SECURITIES AND EXCHANGE COMMISSION

Washington, D.C. 20549

 

 

FORM 8-K

 

 

CURRENT REPORT

Pursuant to Section 13 or 15(d) of the

Securities Exchange Act of 1934

Date of Report (date of earliest event reported): September 27, 2011

 

 

CARRIZO OIL & GAS, INC.

(Exact name of registrant as specified in its charter)

 

 

 

Texas   000-29187-87   76-0415919

(State or other jurisdiction

of incorporation)

 

(Commission

File Number)

 

(I.R.S. Employer

Identification No.)

1000 Louisiana Street

Suite 1500

Houston, Texas

  77002
(Address of principal executive offices)   (Zip code)

Registrant’s telephone number, including area code: (713) 328-1000

Not applicable

(Former name or former address, if changed since last report.)

 

 

Check the appropriate box below if the Form 8-K filing is intended to simultaneously satisfy the filing obligation of the registrant under any of the following provisions:

 

¨ Written communications pursuant to Rule 425 under the Securities Act (17 CFR 230.425)

 

¨ Soliciting material pursuant to Rule 14a-12 under the Exchange Act (17 CFR 240.14a-12)

 

¨ Pre-commencement communications pursuant to Rule 14d-2(b) under the Exchange Act (17 CFR 240.14d-2(b))

 

¨ Pre-commencement communications pursuant to Rule 13e-4(c) under the Exchange Act (17 CFR 240.13e-4(c))

 

 

 


Item 8.01 Other Events.
+++++
▶ [Tasks to carry out]:
(A) Write out the Form 8-K cover page from "(Former name or" to "(17 CFR 230.425)", substituting "reporting obligation" for "filing obligation".
(B) According to the Form 8-K cover page, what is the registrant's telephone number, including area code?

▶ [Extracted information]:
+++++
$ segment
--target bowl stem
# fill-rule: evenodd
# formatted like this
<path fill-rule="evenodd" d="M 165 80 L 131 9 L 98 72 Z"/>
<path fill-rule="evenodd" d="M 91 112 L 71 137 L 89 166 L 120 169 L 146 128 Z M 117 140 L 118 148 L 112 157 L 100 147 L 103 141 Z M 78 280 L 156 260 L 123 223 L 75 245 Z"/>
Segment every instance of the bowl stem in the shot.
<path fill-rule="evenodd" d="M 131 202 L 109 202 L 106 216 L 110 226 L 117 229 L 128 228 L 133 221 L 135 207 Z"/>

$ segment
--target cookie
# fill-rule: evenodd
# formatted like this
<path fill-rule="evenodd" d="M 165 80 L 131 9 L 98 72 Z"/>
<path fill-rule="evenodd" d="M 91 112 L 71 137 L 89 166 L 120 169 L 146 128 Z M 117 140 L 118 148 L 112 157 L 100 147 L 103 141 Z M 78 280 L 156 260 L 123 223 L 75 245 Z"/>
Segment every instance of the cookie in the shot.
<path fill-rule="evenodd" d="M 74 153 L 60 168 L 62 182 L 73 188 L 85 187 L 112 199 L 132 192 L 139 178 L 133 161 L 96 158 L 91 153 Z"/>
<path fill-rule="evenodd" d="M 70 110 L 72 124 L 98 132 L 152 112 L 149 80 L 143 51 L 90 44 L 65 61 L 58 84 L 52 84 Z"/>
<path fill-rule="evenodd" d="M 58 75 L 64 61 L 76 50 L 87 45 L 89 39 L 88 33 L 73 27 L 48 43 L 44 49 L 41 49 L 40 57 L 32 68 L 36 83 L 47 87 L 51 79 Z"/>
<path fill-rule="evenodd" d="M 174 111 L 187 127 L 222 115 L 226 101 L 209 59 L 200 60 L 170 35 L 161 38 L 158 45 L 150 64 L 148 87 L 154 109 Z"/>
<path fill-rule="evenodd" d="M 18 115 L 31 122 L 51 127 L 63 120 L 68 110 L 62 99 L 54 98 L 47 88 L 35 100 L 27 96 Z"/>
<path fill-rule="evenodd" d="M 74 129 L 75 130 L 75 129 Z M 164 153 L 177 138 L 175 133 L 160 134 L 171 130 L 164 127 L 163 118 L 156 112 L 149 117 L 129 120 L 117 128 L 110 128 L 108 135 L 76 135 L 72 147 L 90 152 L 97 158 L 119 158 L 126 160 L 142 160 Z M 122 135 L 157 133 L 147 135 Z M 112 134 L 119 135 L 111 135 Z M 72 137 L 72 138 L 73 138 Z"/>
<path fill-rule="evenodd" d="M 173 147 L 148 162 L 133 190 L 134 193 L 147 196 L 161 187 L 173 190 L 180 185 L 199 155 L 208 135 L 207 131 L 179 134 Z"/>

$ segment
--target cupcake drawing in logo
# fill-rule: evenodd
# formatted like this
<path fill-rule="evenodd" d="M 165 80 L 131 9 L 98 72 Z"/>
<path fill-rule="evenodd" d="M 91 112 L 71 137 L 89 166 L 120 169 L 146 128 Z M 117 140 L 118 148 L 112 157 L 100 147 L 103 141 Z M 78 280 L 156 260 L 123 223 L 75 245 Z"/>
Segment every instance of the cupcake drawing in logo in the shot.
+++++
▶ [The results]:
(A)
(Former name or former address, if changed since last report.)

 

 

Check the appropriate box below if the Form 8-K filing is intended to simultaneously satisfy the reporting obligation of the registrant under any of the following provisions:

 

¨ Written communications pursuant to Rule 425 under the Securities Act (17 CFR 230.425)

(B) (713) 328-1000